Required work >> Exclude every picture. Output verbatim the lines from the one containing "Form = pixel coordinates such as (257,51)" to the end of the data.

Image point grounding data

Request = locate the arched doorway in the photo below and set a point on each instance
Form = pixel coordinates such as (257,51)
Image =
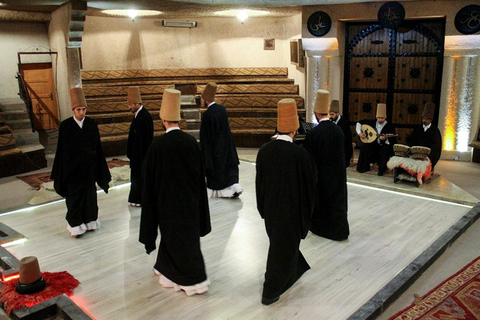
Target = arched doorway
(400,67)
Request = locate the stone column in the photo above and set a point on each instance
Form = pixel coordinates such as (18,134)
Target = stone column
(323,72)
(459,108)
(73,61)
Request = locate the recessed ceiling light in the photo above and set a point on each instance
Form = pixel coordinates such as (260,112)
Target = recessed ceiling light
(132,13)
(248,12)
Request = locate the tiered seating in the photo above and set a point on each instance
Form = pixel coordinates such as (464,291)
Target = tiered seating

Your response >>
Form = pixel coordinates such as (257,51)
Image =
Target = arched doorway
(400,67)
Request = locate the stone column in the photo above and set a point on each instance
Form = pixel coordinates such as (18,134)
Target = stone column
(323,72)
(459,108)
(73,61)
Request = locate the recessed ceiling light in the photo above and set a point on each instance
Form = pixel coordinates such as (260,112)
Target = recessed ceiling light
(132,13)
(248,12)
Request = locate the tiered seating in the photo above and set a point on each instance
Form = pixel coordinates such as (464,291)
Target = tiered seating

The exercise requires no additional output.